- **WORK ITEM**
For this exercise, write out exactly the lines of the material from the one containing "written like (605,92)." through the end, both ends included, and nothing more.

━━━━━ SUPPLIED RECORDS

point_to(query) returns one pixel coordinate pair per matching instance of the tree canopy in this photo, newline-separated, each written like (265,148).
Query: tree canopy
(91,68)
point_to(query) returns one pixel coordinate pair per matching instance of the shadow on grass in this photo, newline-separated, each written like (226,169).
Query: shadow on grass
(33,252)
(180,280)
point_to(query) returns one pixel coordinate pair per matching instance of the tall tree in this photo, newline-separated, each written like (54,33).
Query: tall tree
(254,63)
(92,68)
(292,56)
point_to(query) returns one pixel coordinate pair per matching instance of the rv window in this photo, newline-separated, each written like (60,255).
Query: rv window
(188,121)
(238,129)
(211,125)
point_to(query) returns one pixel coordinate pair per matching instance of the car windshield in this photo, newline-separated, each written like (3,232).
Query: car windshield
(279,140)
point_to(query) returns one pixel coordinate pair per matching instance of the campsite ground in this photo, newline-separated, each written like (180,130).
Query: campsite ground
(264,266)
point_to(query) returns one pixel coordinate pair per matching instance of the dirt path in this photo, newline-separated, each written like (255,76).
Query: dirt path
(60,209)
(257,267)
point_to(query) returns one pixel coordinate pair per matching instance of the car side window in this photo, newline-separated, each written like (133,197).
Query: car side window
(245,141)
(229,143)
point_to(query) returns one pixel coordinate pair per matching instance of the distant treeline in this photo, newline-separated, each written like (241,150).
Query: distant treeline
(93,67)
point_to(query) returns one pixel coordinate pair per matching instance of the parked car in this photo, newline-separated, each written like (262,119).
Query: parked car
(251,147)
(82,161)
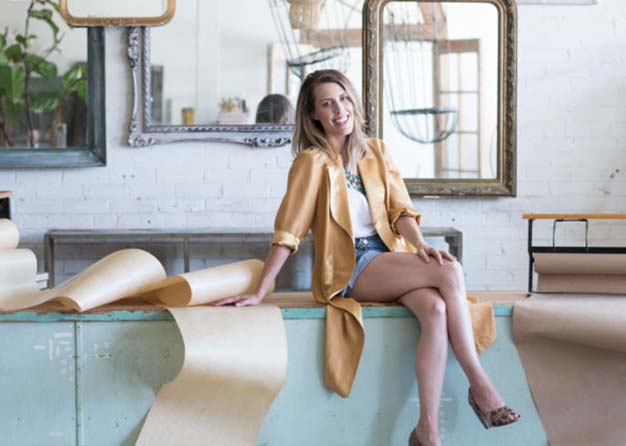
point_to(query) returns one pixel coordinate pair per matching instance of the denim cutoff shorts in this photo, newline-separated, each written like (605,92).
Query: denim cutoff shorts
(365,249)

━━━━━━━━━━

- **RESPONSE TO THIS TASK**
point_to(query) returns one pixel coordinate pair per matching instance of the denim cutoff shorts in this photo, newline-separated, each written like (605,92).
Query: denim cutoff shorts
(365,249)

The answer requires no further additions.